* **WHAT THE TASK REQUIRES**
List each line in the records below that contains the word "white", copying every such line whole.

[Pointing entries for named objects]
————————
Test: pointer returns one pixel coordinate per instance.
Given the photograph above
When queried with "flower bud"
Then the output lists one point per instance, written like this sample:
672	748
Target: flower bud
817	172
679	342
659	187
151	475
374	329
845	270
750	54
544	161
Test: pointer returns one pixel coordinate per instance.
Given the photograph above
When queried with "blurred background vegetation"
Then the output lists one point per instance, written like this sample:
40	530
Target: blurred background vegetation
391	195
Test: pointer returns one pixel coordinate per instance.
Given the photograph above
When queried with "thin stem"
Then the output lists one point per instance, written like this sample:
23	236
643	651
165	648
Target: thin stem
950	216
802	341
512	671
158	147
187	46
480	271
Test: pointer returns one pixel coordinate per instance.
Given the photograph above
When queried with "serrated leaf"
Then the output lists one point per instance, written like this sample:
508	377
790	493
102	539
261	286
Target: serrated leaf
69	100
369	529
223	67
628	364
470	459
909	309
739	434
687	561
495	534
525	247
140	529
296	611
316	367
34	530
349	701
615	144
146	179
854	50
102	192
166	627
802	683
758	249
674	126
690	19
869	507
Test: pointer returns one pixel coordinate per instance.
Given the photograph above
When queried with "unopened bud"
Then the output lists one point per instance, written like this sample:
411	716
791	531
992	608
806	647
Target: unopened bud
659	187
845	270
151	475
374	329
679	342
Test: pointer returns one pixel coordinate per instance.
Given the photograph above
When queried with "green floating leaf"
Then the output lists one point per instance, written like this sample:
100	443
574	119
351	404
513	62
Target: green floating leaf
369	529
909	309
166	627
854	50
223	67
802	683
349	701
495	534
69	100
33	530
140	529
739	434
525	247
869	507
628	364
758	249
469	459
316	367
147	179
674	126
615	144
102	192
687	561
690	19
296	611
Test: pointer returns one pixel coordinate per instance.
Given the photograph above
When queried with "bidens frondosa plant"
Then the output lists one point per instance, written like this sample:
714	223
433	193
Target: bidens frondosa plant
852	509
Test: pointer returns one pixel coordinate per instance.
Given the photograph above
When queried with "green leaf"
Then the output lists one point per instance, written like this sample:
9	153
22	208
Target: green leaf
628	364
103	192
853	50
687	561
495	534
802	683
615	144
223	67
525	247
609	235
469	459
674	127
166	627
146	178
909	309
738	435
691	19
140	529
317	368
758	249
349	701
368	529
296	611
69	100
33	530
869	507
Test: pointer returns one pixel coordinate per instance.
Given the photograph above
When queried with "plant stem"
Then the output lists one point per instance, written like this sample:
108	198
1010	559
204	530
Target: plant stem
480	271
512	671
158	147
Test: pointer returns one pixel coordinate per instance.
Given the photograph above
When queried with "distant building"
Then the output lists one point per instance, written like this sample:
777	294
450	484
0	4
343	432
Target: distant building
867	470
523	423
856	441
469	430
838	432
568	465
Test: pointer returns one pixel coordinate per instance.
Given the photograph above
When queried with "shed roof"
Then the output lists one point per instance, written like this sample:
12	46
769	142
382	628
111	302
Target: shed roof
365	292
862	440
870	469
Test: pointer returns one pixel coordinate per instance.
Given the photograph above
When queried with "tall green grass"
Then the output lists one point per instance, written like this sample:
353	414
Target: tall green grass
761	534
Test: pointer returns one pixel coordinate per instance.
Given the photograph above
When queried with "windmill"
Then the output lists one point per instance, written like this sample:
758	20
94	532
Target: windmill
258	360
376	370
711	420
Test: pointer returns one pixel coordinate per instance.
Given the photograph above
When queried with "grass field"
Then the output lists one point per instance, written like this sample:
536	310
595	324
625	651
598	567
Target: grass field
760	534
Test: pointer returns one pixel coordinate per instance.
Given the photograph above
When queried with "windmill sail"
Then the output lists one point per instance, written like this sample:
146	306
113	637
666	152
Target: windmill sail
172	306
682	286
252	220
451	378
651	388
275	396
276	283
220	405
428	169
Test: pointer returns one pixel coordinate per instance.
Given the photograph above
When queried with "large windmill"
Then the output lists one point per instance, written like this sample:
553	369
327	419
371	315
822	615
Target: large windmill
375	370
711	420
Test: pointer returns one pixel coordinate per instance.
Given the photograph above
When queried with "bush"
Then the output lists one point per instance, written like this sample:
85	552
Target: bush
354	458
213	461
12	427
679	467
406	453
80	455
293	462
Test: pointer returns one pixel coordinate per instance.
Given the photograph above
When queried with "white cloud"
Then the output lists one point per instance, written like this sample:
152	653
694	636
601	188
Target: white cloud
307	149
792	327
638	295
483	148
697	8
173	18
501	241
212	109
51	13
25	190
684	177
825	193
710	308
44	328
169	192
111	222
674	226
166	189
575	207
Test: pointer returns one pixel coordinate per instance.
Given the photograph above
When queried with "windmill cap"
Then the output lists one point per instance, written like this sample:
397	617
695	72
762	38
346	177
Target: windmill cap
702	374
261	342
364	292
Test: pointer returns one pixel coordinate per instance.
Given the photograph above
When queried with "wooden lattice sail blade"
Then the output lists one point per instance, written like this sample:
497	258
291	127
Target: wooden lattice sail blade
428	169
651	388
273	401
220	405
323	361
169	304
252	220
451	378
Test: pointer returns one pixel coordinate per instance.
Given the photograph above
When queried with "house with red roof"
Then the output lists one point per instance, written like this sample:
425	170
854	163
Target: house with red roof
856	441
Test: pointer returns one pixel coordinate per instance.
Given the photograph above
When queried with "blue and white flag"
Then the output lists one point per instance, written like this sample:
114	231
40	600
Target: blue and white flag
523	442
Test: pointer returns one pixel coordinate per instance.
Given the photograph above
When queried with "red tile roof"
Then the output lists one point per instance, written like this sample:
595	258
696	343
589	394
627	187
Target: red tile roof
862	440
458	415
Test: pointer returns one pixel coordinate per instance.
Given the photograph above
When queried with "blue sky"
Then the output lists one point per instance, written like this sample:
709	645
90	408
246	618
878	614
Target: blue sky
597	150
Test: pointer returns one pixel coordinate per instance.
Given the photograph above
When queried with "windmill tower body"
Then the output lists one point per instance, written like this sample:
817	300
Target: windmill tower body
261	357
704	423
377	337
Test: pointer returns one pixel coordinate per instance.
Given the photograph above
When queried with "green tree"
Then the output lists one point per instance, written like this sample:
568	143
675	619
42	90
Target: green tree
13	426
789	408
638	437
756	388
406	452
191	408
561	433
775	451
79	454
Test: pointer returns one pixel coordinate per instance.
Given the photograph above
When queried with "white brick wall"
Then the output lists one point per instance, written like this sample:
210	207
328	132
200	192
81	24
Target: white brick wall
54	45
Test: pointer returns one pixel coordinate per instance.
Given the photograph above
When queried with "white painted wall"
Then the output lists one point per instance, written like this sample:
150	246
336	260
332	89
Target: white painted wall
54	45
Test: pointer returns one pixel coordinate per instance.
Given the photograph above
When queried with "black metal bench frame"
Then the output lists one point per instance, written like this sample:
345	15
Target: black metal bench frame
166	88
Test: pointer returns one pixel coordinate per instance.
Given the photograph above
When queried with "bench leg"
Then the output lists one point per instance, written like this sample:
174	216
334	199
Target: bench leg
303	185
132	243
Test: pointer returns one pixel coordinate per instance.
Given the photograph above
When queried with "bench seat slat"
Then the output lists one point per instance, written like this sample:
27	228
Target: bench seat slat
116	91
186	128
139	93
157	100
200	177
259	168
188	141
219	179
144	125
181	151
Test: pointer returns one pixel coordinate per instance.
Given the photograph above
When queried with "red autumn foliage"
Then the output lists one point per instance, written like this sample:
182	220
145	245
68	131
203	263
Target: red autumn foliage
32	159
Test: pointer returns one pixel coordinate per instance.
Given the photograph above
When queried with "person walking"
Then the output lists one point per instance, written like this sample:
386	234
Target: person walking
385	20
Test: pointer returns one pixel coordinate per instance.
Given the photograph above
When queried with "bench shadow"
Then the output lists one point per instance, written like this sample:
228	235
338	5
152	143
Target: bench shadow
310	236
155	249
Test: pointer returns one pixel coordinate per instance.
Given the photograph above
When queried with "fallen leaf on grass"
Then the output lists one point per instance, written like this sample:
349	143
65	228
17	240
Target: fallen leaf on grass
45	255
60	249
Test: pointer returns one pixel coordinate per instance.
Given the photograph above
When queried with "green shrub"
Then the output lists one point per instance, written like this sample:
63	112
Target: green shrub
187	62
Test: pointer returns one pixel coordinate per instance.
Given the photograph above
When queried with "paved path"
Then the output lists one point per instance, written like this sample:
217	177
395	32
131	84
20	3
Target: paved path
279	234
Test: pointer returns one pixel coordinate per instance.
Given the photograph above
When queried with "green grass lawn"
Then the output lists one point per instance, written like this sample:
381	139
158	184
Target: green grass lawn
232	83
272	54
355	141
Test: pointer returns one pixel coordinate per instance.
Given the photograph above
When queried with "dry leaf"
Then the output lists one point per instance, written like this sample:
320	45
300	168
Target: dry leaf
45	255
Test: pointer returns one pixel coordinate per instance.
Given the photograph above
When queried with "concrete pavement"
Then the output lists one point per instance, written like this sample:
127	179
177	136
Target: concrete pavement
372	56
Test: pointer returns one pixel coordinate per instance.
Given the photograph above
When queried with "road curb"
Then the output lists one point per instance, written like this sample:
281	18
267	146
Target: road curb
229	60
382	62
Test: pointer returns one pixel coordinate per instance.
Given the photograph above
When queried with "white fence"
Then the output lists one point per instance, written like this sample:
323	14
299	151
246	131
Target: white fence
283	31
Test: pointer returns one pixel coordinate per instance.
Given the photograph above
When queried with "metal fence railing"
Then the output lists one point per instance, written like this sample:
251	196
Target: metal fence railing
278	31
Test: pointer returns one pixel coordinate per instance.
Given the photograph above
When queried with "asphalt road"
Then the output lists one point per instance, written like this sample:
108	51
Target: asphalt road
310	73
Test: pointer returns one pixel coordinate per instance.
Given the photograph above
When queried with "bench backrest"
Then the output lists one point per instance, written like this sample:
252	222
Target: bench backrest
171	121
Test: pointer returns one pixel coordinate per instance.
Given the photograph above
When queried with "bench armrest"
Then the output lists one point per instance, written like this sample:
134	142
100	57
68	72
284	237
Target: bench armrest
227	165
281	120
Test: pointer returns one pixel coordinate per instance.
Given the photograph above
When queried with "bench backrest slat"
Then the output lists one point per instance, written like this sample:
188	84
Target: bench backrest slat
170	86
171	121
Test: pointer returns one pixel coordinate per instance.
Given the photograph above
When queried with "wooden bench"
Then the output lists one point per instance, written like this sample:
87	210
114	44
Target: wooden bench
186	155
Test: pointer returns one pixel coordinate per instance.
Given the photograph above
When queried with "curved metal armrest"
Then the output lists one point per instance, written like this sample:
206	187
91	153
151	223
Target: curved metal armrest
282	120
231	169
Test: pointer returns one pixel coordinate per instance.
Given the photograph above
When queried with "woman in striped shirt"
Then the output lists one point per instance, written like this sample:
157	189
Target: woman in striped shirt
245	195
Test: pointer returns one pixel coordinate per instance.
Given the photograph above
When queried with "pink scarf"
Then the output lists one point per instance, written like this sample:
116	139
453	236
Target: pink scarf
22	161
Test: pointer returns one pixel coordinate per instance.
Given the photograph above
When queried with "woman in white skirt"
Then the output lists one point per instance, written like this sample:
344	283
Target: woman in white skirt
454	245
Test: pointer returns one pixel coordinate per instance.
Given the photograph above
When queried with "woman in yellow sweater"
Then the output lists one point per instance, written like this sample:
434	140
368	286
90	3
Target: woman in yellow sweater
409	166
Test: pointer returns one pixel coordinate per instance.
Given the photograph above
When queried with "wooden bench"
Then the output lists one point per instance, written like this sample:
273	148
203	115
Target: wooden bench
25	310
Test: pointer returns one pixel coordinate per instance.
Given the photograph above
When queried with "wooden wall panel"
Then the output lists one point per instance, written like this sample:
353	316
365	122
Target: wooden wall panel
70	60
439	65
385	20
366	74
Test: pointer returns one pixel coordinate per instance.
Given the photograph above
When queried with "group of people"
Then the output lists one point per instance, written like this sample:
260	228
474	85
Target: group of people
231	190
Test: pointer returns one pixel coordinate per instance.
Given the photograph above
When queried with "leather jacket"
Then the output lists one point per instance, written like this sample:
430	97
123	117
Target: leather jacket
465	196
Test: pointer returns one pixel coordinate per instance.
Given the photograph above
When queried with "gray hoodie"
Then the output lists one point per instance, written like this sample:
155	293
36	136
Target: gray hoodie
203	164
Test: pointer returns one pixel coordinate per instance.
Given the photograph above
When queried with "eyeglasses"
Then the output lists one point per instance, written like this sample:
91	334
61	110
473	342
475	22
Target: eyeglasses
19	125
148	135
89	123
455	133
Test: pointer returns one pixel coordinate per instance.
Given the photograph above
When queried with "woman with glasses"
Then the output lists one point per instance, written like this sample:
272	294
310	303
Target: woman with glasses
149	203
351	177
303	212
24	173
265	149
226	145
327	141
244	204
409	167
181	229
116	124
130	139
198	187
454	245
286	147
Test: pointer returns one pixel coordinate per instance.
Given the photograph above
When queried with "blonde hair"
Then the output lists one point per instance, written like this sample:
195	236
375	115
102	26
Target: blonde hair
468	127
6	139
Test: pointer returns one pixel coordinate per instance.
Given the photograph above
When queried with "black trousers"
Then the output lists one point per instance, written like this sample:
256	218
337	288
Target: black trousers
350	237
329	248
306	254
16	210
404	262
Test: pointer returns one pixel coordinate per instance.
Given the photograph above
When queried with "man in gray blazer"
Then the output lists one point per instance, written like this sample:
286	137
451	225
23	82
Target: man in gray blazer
————————
* **FINISHED ANSWER**
When queried with "white cloud"
Target: white cloud
When queried with "blue and white flag"
Target: blue and white flag
When queried with "white brick wall"
Target: white brick wall
When queried with "white painted wall"
Target: white painted wall
When queried with "white fence"
Target: white fence
When queried with "woman in white skirt"
Target: woman in white skirt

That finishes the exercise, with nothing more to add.